We Are the Roots premieres at Lethbridge Public Library
A poignant film called We are the Roots: Black Settlers and Their Experiences of Discrimination on the Canadian Prairies premiered at the Lethbridge Public Library.
The premier was on Oct. 20 with another showing on Oct. 21.
“The film tells the story of a wave of African American immigrants who moved to Alberta and Saskatchewan between 1905-1912 in search of a better life,” said Dr. Jenna Bailey, Adjunct Assistant Professor in the History Department and Senior Research Fellow at the Centre for Oral History and Tradition at the University of Lethbridge. “Taking advantage of Canada’s offer of 160 acres of land for a $10 fee, 1,000 to 1,500 individuals moved to the Prairies and helped develop several settlements throughout the provinces.”
We Are the Roots was made by Dr. Bailey and David Este, who interviewed second and third generation individuals from the original settler families who left the United States because of discrimination. The project team was managed by Deborah Dobbins.
“Through the stories of 19 descendants of the original settlers, the film tells the story of the migration of these families from the United States, the settlement stories, how they built homesteads through Alberta and Saskatchewan, and what life was like growing up and working in Edmonton,” Bailey said. “The film focuses on experiences of discrimination in both the rural settlements and the city, demonstrating that, with regard to discrimination, it was more difficult living in the city as there were very few black families and it was an isolating experience. In contrast, families living in the rural settlements were able to mutually support each other.
The project team says that this film captures the first hand accounts of black women’s experiences of living in the Canadian Prairies in the first half of the 20th century and is a record of the discrimination experienced by both black men and women in the school system and the labour market in the city of Edmonton.
Finally, this film highlights the important history of the Shiloh Baptist Church.

**DATASET ENTRIES:**
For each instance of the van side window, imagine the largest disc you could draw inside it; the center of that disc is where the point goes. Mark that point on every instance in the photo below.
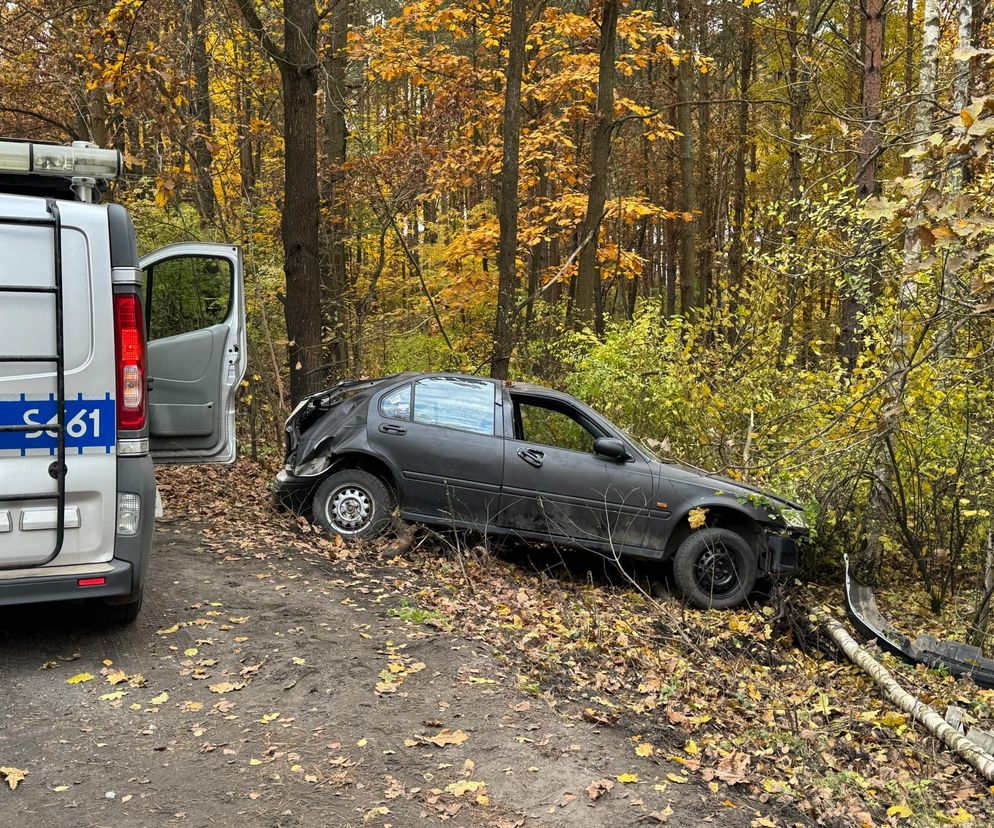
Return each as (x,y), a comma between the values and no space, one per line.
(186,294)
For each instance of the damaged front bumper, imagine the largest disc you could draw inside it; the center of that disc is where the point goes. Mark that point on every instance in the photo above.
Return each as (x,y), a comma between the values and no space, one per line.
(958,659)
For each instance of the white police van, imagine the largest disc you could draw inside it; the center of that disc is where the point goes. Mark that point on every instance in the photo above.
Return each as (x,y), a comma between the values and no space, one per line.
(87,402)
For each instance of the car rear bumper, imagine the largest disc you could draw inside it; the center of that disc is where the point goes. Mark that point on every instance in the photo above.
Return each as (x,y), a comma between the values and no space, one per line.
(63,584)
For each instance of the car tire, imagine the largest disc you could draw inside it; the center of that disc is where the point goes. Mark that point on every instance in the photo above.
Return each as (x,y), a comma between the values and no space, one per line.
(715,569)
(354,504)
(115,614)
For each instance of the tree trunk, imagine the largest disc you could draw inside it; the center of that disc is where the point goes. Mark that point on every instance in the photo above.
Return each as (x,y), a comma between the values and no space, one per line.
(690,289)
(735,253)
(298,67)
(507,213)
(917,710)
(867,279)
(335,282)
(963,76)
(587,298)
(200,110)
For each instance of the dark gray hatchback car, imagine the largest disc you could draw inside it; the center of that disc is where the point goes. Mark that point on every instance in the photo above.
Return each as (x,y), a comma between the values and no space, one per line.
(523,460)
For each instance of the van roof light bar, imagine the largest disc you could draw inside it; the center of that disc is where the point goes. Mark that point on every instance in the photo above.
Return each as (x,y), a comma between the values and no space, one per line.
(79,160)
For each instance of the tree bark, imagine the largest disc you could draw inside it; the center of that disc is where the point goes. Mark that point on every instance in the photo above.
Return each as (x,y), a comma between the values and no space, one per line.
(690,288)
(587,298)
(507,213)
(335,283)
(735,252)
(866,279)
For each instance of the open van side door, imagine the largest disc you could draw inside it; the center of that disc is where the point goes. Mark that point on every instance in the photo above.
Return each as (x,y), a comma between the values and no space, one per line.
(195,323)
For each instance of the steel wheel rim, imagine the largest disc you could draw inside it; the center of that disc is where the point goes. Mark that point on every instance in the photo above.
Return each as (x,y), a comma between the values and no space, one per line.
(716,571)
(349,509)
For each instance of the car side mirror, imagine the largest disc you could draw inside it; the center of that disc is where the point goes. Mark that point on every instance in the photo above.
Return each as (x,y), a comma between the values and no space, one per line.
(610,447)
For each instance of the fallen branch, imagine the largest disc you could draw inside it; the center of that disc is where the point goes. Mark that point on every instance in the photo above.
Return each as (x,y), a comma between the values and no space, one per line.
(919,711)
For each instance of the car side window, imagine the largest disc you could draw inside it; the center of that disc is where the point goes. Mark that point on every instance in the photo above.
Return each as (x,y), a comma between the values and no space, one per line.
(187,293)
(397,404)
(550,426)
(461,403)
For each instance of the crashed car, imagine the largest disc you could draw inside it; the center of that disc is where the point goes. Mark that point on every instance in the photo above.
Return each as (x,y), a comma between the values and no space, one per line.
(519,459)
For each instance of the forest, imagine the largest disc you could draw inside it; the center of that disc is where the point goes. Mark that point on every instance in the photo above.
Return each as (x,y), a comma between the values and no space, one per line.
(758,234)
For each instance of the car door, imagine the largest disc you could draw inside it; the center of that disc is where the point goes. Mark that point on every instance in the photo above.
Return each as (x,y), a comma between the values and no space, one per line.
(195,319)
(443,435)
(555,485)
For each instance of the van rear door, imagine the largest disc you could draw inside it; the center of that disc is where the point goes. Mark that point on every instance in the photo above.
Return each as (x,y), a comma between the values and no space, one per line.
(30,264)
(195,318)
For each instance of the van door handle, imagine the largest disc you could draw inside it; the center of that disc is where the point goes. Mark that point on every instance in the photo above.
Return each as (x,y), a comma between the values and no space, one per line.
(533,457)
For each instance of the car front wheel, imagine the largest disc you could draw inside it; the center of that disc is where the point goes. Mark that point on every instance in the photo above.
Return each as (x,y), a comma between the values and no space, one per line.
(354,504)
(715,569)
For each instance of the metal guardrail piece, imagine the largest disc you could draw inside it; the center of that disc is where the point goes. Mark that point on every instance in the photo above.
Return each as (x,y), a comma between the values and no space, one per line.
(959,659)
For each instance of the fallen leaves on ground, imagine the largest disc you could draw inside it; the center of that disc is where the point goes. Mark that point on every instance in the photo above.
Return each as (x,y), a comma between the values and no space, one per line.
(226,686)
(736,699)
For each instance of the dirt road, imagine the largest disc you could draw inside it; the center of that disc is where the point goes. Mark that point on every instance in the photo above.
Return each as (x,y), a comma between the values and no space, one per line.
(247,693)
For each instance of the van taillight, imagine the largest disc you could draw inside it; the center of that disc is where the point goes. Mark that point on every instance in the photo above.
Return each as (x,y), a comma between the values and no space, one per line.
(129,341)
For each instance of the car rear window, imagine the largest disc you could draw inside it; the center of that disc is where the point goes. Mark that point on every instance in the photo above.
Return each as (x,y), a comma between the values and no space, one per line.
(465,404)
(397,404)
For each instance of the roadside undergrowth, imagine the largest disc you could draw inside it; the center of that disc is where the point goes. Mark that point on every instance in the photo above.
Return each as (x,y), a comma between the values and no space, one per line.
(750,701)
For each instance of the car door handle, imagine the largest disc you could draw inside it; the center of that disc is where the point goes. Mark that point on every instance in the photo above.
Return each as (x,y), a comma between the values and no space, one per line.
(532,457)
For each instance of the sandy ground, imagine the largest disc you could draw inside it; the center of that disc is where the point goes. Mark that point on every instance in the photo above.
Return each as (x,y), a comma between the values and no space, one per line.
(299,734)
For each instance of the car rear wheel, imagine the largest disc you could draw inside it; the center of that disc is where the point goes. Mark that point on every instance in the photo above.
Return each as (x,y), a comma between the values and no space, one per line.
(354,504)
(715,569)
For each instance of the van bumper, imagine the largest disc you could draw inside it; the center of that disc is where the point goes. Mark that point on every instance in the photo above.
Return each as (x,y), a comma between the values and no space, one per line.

**REQUIREMENTS:**
Reproduce the stretch of the article on the film premiere from "The project team says" through "Shiloh Baptist Church.". The records play no part in what is asked here.

**ANSWER TO THE TASK:**
The project team says that this film captures the first hand accounts of black women’s experiences of living in the Canadian Prairies in the first half of the 20th century and is a record of the discrimination experienced by both black men and women in the school system and the labour market in the city of Edmonton.
Finally, this film highlights the important history of the Shiloh Baptist Church.